Consignes:
A. D'après le portrait de Wendy, combien ses clients paient-ils la passe ?
B. Dans la liste, renommez « wall mounted flat screen tv » en « flat panel television » sur les lignes allant du début jusqu'à la ligne contenant « Provide the mask of the wall », incluse. Reproduisez ces lignes sans aucune autre modification.

Extrait du texte:

=====

Wendy est née dans le mauvais corps. Depuis son enfance en Équateur dans les années 1980, elle se bat pour que sa véritable identité de femme soit reconnue par ses proches. Dans un pays où l’homosexualité était illégale jusqu’en 1997, Wendy a décidé de refaire sa vie en Europe. Travailleuse du sexe depuis 25 ans, elle est aujourd’hui fière de la femme qu’elle est devenue.

Ce portrait a été réalisé par le média Sans_A.

La morsure est glaçante. Plus profonde que celles infligées par les chiens errants des « suburbios » de Guayaquil, première ville d’Équateur. Elle est invisible, tenace. C’est la morsure de la honte. En ce mois de décembre 1985, Leo*, 10 ans, se tient là, dans l’amphithéâtre de son école. Profs et élèves sont réunis en conclusion de l’année scolaire. La directrice s’avance et déclare alors à l’assemblée de bambins, sans compassion et avec la volonté de blesser : « Leo est un garçon qui croit être une fille ». Le secret est révélé. Avec le poids des regards, la honte la submerge. Et, comme pour se dégager de la morsure, tremblant de colère après le discours, Leo envoie un coup de pied à la directrice, représaille à l’humiliation.

« Dès trois ans, j’ai su que j’étais une femme née dans le corps d’un homme », glisse Leo, ou plutôt Wendy*, comme elle se nomme depuis qu’elle travaille. Wendy a aujourd’hui 42 ans. Elle tapote ses ongles sur sa table de salon, malice assurée dans le regard, mâchoires dessinées. Wendy s’est installée dans un appartement lové au fond d’une courette du centre de Nantes. C’est ici qu’elle vit et reçoit ses clients. « Des vieux, des jeunes, des Noirs, des Blancs, de tous les métiers », détaille-t-elle. Ils paient la passe 150 euros l’heure. « Plus cher que les filles de l’Est qui font le trottoir pour 50 euros, mais chez moi il y a le confort, la discrétion et une douche. » Elle remet une de ses folles mèches brunes et souffle : « Ça fait 20 ans que je fais ce métier ».

=====

[Entrées du jeu de données]
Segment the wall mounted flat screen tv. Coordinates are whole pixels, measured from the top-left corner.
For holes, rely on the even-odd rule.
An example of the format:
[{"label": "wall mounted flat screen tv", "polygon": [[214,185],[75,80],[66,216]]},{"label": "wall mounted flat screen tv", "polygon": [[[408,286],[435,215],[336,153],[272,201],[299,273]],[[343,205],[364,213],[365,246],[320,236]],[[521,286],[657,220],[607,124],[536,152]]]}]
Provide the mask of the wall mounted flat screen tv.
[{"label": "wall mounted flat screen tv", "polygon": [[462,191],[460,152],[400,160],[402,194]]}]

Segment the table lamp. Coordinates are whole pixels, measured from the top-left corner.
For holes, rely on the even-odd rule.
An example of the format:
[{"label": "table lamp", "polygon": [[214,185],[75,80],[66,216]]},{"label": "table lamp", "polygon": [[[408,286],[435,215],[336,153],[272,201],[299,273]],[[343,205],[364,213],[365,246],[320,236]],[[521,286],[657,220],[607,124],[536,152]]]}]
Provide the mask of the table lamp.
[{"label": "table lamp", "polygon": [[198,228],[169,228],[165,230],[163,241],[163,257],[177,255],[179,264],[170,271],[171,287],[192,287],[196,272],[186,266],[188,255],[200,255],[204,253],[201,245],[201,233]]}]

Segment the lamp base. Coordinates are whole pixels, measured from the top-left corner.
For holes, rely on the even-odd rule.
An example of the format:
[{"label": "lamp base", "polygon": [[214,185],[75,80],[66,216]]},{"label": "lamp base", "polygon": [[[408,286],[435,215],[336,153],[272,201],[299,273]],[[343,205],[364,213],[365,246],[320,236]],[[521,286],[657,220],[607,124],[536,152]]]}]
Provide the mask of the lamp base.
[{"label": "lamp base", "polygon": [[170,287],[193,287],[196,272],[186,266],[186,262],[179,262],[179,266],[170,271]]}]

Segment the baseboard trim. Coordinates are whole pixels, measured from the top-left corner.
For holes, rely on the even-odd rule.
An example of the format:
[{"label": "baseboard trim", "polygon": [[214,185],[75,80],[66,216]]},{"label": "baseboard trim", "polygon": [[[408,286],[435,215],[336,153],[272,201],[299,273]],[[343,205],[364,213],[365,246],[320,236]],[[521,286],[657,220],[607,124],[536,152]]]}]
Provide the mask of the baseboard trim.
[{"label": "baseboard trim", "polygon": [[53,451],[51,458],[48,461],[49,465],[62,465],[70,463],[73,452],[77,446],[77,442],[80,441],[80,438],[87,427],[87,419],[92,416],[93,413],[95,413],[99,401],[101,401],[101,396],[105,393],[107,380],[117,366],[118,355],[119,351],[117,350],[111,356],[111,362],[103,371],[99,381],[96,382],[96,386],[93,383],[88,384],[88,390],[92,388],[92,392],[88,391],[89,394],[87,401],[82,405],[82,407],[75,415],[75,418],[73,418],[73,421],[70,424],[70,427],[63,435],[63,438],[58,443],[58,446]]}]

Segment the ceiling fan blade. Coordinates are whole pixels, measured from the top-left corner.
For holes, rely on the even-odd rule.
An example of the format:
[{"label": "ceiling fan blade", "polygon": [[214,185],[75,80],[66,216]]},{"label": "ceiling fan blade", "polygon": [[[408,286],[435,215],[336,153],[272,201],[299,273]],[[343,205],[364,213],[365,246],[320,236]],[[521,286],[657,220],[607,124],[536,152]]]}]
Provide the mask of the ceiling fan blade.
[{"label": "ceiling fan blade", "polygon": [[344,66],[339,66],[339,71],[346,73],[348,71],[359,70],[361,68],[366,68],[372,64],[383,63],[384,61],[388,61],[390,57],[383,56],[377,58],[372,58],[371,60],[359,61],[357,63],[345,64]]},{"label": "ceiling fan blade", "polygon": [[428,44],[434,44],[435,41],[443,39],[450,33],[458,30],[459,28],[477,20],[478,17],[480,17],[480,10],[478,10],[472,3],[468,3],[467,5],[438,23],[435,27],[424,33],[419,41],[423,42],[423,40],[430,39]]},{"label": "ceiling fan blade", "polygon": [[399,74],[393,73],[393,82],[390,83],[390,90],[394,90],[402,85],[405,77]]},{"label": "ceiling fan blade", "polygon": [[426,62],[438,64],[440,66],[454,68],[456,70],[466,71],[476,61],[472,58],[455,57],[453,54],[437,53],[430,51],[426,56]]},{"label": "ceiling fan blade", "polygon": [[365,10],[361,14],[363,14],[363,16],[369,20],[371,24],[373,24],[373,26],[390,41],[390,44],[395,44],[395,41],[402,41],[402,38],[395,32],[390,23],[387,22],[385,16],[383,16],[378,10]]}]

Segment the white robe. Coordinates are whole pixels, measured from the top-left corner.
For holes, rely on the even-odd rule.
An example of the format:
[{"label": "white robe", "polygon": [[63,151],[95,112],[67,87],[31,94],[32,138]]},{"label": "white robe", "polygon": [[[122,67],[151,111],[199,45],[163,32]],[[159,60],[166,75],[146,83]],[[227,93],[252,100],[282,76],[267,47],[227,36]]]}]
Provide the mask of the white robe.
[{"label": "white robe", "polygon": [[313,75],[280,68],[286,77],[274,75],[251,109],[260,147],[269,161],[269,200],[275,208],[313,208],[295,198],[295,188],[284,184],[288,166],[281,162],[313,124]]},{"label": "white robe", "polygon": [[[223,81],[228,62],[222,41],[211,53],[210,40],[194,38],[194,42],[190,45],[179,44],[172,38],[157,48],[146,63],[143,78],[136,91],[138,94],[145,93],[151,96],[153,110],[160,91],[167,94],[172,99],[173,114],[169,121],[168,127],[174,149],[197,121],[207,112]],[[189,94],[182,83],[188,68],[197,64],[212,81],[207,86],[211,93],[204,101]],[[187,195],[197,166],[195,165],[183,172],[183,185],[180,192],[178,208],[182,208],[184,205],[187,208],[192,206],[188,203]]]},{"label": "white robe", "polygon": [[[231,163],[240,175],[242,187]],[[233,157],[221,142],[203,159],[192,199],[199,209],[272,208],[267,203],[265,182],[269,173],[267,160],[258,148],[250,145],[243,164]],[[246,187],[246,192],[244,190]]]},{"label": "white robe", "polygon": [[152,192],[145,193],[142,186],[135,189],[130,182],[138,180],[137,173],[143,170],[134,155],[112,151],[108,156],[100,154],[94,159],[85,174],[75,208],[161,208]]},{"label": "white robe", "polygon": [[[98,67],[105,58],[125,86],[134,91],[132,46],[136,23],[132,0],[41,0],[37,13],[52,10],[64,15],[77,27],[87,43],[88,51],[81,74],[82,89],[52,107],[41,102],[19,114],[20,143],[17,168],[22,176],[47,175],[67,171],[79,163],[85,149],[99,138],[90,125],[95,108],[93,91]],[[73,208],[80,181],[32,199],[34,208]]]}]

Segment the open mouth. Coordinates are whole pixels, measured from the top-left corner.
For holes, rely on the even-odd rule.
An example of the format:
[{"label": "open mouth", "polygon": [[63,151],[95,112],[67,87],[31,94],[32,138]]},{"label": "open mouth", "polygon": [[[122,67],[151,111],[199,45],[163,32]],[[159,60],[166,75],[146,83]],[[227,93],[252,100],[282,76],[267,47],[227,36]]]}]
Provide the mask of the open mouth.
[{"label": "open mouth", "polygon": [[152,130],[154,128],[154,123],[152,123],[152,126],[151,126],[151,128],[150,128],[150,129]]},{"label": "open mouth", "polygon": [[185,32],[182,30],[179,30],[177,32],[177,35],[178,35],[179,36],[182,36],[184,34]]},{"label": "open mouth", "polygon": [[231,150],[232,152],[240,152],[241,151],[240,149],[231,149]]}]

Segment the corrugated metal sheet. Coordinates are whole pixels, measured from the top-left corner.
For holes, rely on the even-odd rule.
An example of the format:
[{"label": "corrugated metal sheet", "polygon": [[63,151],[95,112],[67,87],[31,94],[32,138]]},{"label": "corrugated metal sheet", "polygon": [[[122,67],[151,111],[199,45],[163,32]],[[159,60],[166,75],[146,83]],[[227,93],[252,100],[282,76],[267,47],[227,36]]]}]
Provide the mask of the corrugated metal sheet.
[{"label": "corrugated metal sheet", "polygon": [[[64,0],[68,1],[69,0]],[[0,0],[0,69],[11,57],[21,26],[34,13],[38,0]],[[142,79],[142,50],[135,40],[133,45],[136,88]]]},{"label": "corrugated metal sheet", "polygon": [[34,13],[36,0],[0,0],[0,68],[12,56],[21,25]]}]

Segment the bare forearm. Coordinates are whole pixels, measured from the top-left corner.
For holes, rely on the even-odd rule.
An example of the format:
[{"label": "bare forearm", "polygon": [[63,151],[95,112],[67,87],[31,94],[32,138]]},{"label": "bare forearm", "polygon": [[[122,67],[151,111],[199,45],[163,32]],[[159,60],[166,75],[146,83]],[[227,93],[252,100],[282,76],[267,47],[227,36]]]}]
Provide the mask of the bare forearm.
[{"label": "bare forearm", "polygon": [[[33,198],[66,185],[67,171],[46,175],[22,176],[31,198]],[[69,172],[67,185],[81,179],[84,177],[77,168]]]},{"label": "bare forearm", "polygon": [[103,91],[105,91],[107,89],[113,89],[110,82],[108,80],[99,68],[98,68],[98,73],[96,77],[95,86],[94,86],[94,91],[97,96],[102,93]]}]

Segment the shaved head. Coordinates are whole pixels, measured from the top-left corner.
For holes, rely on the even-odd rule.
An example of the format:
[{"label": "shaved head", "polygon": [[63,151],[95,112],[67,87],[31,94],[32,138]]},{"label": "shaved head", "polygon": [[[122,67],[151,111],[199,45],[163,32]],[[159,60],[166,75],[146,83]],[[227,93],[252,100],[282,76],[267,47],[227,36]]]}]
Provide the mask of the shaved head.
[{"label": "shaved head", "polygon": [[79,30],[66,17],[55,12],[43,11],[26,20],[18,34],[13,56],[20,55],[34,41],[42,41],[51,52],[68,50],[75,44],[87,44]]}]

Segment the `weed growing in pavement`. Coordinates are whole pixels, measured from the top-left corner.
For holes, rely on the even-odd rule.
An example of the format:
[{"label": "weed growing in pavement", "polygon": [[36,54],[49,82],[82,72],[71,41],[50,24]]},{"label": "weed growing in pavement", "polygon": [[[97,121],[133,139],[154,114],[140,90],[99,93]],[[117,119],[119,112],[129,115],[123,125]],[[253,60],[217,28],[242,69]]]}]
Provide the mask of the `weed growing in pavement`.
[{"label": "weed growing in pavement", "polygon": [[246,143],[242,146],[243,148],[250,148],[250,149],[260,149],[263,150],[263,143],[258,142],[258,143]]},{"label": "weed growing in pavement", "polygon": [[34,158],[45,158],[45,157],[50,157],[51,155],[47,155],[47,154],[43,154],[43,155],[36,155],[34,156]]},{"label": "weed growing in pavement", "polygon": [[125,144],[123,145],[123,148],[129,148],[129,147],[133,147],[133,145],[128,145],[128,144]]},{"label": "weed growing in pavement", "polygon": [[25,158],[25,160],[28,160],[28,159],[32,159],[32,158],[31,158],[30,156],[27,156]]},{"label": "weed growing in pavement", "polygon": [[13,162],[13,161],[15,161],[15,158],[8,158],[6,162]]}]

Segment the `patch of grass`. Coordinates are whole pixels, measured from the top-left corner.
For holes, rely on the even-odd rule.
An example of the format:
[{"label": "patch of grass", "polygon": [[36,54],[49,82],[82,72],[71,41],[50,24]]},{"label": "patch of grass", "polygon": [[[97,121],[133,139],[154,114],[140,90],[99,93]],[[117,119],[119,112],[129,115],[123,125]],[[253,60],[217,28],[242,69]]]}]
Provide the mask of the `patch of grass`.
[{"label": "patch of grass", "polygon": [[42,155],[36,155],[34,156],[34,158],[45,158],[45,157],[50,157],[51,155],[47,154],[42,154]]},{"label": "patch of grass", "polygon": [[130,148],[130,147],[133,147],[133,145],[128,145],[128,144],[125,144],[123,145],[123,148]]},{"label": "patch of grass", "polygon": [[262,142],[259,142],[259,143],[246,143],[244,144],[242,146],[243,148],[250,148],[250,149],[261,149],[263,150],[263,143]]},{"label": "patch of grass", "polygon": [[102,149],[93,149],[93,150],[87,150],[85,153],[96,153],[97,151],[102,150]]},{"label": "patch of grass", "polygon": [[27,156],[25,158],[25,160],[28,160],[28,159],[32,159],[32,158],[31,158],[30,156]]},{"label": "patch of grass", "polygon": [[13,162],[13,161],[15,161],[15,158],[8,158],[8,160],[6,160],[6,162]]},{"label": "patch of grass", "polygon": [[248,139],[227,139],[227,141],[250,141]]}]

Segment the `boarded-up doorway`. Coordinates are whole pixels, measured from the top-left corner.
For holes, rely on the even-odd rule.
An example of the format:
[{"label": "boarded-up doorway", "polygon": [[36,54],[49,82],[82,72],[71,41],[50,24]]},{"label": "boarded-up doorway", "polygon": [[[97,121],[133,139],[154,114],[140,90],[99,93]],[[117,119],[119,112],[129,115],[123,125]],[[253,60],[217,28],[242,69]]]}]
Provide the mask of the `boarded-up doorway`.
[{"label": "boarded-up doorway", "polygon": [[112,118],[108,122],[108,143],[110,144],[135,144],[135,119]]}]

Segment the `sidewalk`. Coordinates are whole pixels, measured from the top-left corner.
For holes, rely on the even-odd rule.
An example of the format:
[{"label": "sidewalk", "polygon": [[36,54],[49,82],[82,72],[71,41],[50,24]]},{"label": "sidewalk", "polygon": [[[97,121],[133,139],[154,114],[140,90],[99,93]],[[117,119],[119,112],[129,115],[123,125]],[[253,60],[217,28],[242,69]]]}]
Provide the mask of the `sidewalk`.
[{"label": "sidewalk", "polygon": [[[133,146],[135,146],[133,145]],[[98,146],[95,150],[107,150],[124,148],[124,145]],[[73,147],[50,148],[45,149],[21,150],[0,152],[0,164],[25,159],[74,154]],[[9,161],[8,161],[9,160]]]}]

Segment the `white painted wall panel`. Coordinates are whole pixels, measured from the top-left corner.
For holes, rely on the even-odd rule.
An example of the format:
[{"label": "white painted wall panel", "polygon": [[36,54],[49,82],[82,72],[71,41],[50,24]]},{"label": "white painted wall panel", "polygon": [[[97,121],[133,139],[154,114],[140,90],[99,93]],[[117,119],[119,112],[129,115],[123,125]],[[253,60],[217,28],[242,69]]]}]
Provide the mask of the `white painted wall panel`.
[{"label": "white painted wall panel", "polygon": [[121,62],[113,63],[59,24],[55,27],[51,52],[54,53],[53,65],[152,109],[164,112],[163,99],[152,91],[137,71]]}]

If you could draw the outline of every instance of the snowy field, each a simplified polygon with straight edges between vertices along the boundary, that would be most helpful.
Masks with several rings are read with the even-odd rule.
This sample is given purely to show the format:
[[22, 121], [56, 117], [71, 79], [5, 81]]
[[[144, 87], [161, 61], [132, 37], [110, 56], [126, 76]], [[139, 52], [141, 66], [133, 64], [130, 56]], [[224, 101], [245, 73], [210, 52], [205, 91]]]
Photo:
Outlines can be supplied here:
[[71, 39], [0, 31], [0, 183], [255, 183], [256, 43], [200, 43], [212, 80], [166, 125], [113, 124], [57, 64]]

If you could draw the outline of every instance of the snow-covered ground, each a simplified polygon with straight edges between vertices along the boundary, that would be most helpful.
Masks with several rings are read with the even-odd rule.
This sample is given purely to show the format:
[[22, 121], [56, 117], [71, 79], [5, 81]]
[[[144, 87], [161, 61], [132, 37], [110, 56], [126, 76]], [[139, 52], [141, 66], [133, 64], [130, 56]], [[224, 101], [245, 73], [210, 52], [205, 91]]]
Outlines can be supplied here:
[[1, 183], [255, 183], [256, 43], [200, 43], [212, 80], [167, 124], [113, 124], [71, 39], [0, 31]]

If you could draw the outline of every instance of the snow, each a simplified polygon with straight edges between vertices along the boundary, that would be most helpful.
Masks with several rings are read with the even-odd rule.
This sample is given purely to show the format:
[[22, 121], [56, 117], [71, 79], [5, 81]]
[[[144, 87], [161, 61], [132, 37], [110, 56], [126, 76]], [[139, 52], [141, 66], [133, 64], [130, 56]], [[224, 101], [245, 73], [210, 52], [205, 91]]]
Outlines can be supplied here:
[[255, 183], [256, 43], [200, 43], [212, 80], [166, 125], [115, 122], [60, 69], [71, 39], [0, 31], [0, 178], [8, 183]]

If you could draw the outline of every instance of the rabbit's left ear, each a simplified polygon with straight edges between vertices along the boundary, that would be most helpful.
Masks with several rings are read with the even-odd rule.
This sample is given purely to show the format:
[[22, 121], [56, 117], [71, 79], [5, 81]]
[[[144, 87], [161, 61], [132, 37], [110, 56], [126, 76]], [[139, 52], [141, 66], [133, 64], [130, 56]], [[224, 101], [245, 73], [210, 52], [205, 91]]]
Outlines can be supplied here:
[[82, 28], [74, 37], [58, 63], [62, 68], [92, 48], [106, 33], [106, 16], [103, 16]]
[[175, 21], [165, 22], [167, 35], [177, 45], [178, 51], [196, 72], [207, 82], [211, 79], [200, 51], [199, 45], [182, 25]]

=====

Réponses dans l'ordre:
A. 150 euros l'heure.

B.
Segment the flat panel television. Coordinates are whole pixels, measured from the top-left corner.
For holes, rely on the even-odd rule.
An example of the format:
[{"label": "flat panel television", "polygon": [[214,185],[75,80],[66,216]]},{"label": "flat panel television", "polygon": [[[408,286],[435,215],[336,153],[272,201],[299,273]],[[343,205],[364,213],[365,246],[320,236]],[[521,286],[657,220],[607,124],[536,152]]]}]
Provide the mask of the flat panel television.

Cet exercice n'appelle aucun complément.